When it comes to auditioning, basically the ideas is to go big or go home. But hamming it up can sometimes lead to overacting. So how do you avoid overdoing it while still giving it your everything?

Here are a few suggestions:

1. Trust the text!

There are a few schools of thought on this, but I am a firm believer that when it comes to acting, the text is sacred. Your number one goal in acting is to let the dramatic action rise and fall properly. In other words, your job is to tell the story.

A good playwright unfolds the story through the dialogue, and so your job is to simply say the dialogue. Don’t over complicate it. Follow the punctuation, and just say what you think the line means, in the way you think it’s meant to be said. Sometimes that will mean huge expression, sometimes that will require monotone and blank face. Make the choice, as long as it’s true to the text. When in doubt, just say the words.

One of my acting mentors always drove into our skulls to just trust what the text says, and say it. This isn’t about showing how amazing you can be, this is about “suiting the action to the word”.

2. Think like a Muppet

In Secrets of Screen Acting, author Patrick Tucker discusses two ideas of acting. To highly paraphrase, he talks about how some actors agree that the use of a lot of physical show of emotion in acting isn’t always necessary, and gives the example of the Muppets.

The Muppets are fun to watch because they can convey so much expression and emotion, even though the puppets themselves have a very small range of facial and even body movements. Yet they are believable enough actors that they can be convincing, even next to real actors. They can even move audiences to tears (don’t believe me? Try watching The Muppet Christmas Carol or Muppet Treasure Island).

################

### To-do list:
1. According to the audition tips, who wrote Secrets of Screen Acting?
2. Copy out the records word for word, starting with the line that contains "Where can the peninsula" and going down to the end of the records, and omit the pictures.
The audition tips and the records that come after them are unrelated material.

################

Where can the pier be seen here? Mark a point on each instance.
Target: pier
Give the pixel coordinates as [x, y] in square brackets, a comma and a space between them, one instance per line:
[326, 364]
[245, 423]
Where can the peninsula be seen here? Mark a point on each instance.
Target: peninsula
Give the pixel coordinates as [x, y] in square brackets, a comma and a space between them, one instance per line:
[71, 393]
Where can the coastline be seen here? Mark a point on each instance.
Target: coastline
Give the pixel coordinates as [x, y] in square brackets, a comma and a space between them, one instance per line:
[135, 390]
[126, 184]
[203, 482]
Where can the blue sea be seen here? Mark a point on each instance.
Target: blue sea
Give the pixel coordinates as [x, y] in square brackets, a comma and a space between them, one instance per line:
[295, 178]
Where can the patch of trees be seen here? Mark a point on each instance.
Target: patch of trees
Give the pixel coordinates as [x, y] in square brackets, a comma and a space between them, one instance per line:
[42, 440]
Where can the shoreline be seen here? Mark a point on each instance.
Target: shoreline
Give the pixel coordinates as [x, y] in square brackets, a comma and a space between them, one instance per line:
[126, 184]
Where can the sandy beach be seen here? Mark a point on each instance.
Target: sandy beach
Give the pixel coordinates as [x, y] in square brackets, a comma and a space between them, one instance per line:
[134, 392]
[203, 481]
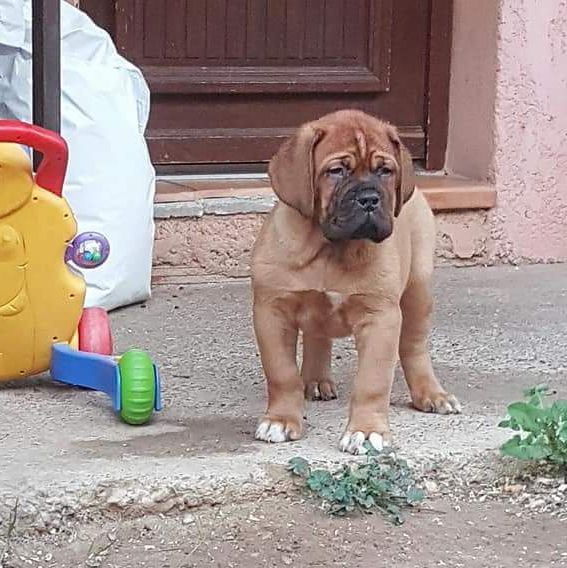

################

### Per-task outputs:
1. Patrick Tucker

2.
Where can the peninsula be seen here? Mark a point on each instance.
Target: peninsula
Give the pixel coordinates as [x, y] in square brackets, a comma and a space between them, one instance per line:
[71, 393]
Where can the coastline be seen here? Mark a point on each instance.
Target: coastline
Give the pixel coordinates as [x, y] in square brackets, a comma and a space between them, one instance per line:
[135, 390]
[126, 184]
[203, 482]
Where can the blue sea be seen here? Mark a point on each instance.
Target: blue sea
Give the pixel coordinates as [x, y] in square brackets, a comma and a space between them, one instance per line:
[295, 178]
Where can the patch of trees be seen here? Mark a point on each instance.
Target: patch of trees
Give the pixel coordinates as [x, y] in square brackets, a comma and a space between them, one instance per line:
[42, 440]
Where can the shoreline be seen here? Mark a point on each instance.
Target: shoreline
Give the pixel coordinates as [x, y] in square brackets, a comma and a space between them, one instance per line:
[126, 184]
Where can the sandy beach be seen here? Mark a point on each instance.
Target: sandy beach
Give the pixel coordinates as [x, y] in square brackets, a comma and a space between them, one instance per line:
[134, 392]
[203, 481]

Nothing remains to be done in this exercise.